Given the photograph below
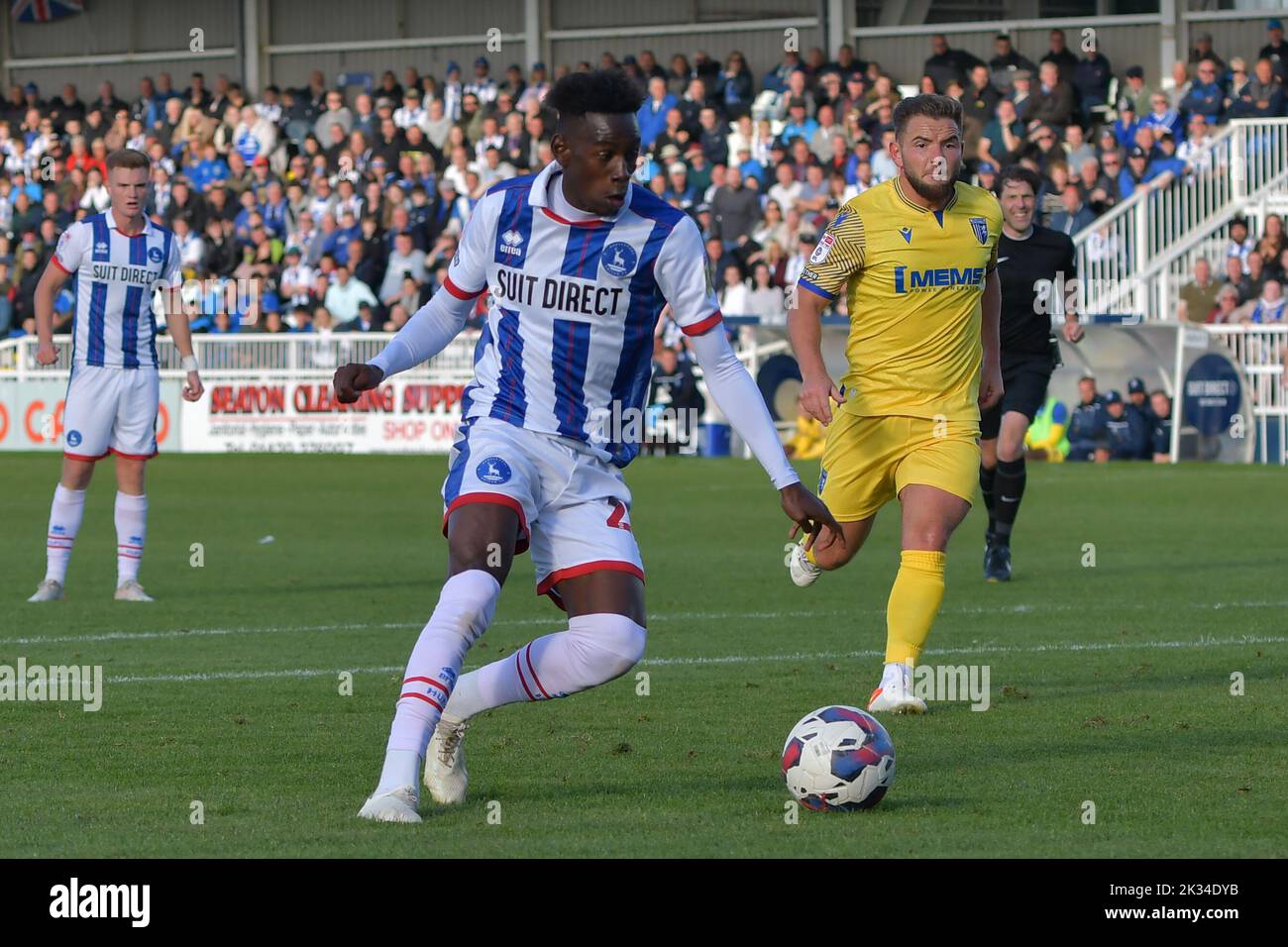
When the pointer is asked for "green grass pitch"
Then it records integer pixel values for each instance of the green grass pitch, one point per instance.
(1109, 684)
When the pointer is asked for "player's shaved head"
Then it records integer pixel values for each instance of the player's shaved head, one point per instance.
(927, 146)
(596, 138)
(128, 171)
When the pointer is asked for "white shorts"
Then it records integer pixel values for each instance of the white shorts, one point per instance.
(575, 509)
(111, 410)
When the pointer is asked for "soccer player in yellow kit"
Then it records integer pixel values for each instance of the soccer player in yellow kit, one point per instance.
(915, 258)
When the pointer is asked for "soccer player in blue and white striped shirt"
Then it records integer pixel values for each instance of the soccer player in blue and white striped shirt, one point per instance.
(580, 263)
(119, 260)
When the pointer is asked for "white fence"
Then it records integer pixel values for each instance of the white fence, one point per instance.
(1262, 351)
(253, 355)
(1125, 258)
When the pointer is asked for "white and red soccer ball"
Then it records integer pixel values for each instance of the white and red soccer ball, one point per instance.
(838, 759)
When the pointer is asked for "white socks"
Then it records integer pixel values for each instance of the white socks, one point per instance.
(592, 651)
(132, 519)
(464, 611)
(64, 518)
(64, 515)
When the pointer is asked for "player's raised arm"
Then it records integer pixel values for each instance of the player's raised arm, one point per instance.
(837, 257)
(47, 291)
(805, 330)
(991, 337)
(683, 277)
(64, 262)
(176, 324)
(438, 321)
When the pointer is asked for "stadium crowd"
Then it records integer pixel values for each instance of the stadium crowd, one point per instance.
(342, 209)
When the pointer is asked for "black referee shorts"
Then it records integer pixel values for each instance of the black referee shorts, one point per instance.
(1024, 382)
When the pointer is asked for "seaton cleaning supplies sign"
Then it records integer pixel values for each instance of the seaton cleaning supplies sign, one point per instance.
(304, 416)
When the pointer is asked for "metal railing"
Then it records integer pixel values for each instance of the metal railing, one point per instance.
(1126, 256)
(1262, 351)
(284, 356)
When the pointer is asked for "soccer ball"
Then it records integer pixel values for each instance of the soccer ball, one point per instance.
(838, 759)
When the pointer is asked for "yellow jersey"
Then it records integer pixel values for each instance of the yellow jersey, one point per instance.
(913, 281)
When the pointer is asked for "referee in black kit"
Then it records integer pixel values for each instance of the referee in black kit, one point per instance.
(1035, 266)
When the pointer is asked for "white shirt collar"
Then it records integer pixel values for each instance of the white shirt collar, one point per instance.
(539, 196)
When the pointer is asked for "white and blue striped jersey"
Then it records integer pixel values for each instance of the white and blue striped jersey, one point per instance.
(116, 275)
(568, 339)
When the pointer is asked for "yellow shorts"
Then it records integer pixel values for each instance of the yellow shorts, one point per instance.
(870, 460)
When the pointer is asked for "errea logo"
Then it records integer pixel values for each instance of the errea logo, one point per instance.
(510, 241)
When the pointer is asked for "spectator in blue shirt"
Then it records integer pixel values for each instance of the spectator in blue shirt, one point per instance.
(1206, 95)
(1087, 436)
(1262, 95)
(209, 169)
(652, 114)
(1162, 115)
(1138, 171)
(799, 125)
(1166, 158)
(1091, 77)
(734, 88)
(1125, 431)
(1076, 214)
(1125, 127)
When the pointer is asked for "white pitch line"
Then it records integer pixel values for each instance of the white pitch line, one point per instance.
(553, 622)
(741, 659)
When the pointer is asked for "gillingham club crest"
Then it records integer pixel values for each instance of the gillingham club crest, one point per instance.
(618, 260)
(492, 471)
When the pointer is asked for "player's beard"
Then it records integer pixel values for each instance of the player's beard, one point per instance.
(931, 189)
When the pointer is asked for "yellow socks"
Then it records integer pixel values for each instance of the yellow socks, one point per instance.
(913, 604)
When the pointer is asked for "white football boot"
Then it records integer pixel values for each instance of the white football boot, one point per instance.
(130, 590)
(802, 570)
(50, 590)
(395, 805)
(446, 776)
(896, 693)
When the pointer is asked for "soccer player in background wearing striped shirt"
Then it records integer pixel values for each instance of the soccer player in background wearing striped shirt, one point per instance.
(579, 262)
(119, 260)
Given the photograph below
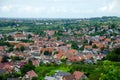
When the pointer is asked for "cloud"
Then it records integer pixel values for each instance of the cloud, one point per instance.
(59, 8)
(6, 8)
(111, 7)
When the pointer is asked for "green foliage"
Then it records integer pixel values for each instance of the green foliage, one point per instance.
(22, 48)
(27, 68)
(94, 46)
(75, 45)
(114, 55)
(10, 49)
(5, 59)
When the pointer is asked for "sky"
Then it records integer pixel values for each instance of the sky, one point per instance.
(59, 8)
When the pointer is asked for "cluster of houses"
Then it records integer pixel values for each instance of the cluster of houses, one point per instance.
(50, 50)
(77, 75)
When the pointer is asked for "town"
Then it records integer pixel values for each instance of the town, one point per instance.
(53, 52)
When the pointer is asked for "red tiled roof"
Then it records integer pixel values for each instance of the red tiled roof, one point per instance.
(32, 74)
(35, 62)
(20, 35)
(59, 55)
(1, 48)
(78, 75)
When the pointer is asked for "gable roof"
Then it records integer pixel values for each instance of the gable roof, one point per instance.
(69, 77)
(32, 74)
(78, 74)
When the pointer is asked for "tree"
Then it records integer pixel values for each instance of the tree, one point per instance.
(27, 67)
(94, 46)
(114, 55)
(22, 48)
(75, 45)
(29, 36)
(10, 49)
(5, 59)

----

Brief - Write out all the records again, substituting "locator" for every "pointer" and changing nothing else. Leave the pictures out.

Completed task -
Given the photograph below
When the locator is asked for "green grass pitch"
Then it records integer pixel values for each instance of the green grass pitch, one point per instance.
(1109, 684)
When the locator is asked for "player's shaved head"
Then it records integer pixel values for each instance of the player's shaved head, one point per instance.
(927, 146)
(596, 138)
(128, 171)
When the locator is asked for "white shorts"
Then it records integer pixel values for each instance of the white shorts, one point per instance.
(575, 509)
(111, 410)
When the locator is asked for "soccer player in yellow kit"
Then it records integer pixel values for each instance of the soccer player in yellow kit, one point per instance.
(915, 258)
When the locator is asked for "soccer player in blue and white striped shirt"
Then it records integer pixel values for each instance of the soccer player in blue and white striped shirt, one point per instance.
(580, 263)
(119, 260)
When the locator is asked for "white fence"
Then it records integer pixel values for each instance of the white fence, one point per instance.
(1262, 351)
(253, 355)
(1125, 258)
When the locator is asked for "white and red soccer ball"
Then it records integer pixel values for each instance of the white and red soccer ball, one point per instance.
(838, 759)
When the locator is asked for "white socks"
Then it records integer pixel values for each instance of the white socks, one point per instance.
(592, 651)
(132, 519)
(464, 611)
(64, 518)
(64, 515)
When the locator is asked for "player's raised arm"
Then it records integer pixel values for each instance of the player's raised arm, one point per instance.
(837, 257)
(47, 291)
(805, 330)
(991, 337)
(683, 277)
(64, 262)
(176, 324)
(438, 321)
When the locator is asked for "stadium crowd"
Then it records integer pixel values for each instance of the stadium crowd, one point per instance.
(342, 209)
When the locator is asked for "black referee shorts"
Then it records integer pixel values for each instance of the black referee shorts, one point per instance.
(1024, 382)
When the locator is asked for "seaton cleaning supplies sign"
Then it records integer pixel values for each instance of the seaton cleaning supplies sign, one point per instance.
(304, 416)
When the locator is asked for "metal railing"
Then it records integer pixel values for each instance of the metal railing, one point per instance.
(1126, 256)
(1262, 351)
(284, 356)
When the locator is asked for "soccer ball"
Then it records integer pixel values for each instance of the soccer ball, one point per instance.
(838, 759)
When the locator is asked for "yellow jersey"
Then it records integer pixel values for each instance of the yellow jersey, one point per instance.
(913, 281)
When the locator is asked for "referee in black kit"
Then it records integer pixel values for each instance of the referee in black kit, one point per instance.
(1035, 266)
When the locator is asked for "white shirt collar"
Then it records integer pixel values for each instance of the white shirt collar, one point per instance.
(539, 196)
When the locator is asked for "white and blue striped jersey"
Then it records integer pixel values for each instance of the white and blue striped jersey, one point per instance.
(116, 275)
(568, 339)
When the locator is asked for "yellow shorts"
Then it records integer pixel values for each instance of the yellow shorts, one point per instance.
(870, 460)
When the locator is asked for "errea logo"
Then it records integer pixel values for each instance of the errea logo, one point per instance.
(510, 241)
When the locator is asked for "spectator in blue shirt"
Then it records integer pixel values for each instance of the spectator in blue shirt, one point per instance.
(1206, 95)
(1087, 436)
(1262, 95)
(209, 169)
(652, 114)
(1162, 115)
(1138, 171)
(799, 125)
(1166, 158)
(1091, 77)
(734, 88)
(1125, 431)
(1076, 214)
(1125, 127)
When the locator is asked for "white pitch line"
Then it records integer pixel values for each instance of the white pitch line, one point per instance.
(553, 622)
(741, 659)
When the locator is asked for "gillingham club crest"
Then it records integer pixel values for each instance of the gillingham club crest, one point per instance.
(618, 260)
(492, 471)
When the locator is asked for "player's beard"
Then it records integer pixel values for each instance of the player's beard, one point per instance.
(931, 189)
When the locator is asked for "yellow socks"
Then it records integer pixel values for each instance of the yellow socks, one point per instance.
(913, 604)
When the locator is asked for "white football boot"
Then it records integer pixel values for each instance of the white football boot, one point per instance.
(130, 590)
(802, 570)
(50, 590)
(395, 805)
(446, 776)
(896, 693)
When the locator is asked for "soccer player in background wearing striped shirt"
Then it records integer pixel values for each instance of the soccer player in background wearing striped shirt, one point per instance.
(579, 262)
(119, 260)
Given the photograph below
When the locator is asked for "cloud"
Then it records integer pixel values for each instance of the cloud, one point per instance.
(59, 8)
(6, 8)
(111, 7)
When the locator is asked for "green foliage"
Then it records integer pixel values for each instance of the green foliage, one point per instance.
(22, 48)
(27, 68)
(94, 46)
(75, 45)
(114, 55)
(10, 49)
(5, 59)
When the locator is asked for "sky"
Then it records integer pixel values for each instance of the sky, one point per instance.
(59, 8)
When the locator is asked for "cluster of houses"
Then it records integer pixel values for each instance of the cluster of houses, one point per instance.
(50, 50)
(77, 75)
When the locator is asked for "town"
Then it records integer pixel values for each instance of the town, one point per instance.
(53, 52)
When the locator is asked for "red tiled roof"
Then it records integer pixel values for each instance of the red tiled roof, one point per instance.
(32, 74)
(35, 62)
(20, 35)
(59, 55)
(1, 48)
(78, 75)
When the locator is asked for "gable roof"
Then it records integer pixel values for each instance of the gable roof, one point per instance.
(69, 77)
(32, 74)
(78, 74)
When the locator is asked for "tree"
Then it records integer pixel values for each instance of the tree, one point per instance.
(27, 67)
(94, 46)
(114, 55)
(22, 48)
(75, 45)
(29, 36)
(10, 49)
(5, 59)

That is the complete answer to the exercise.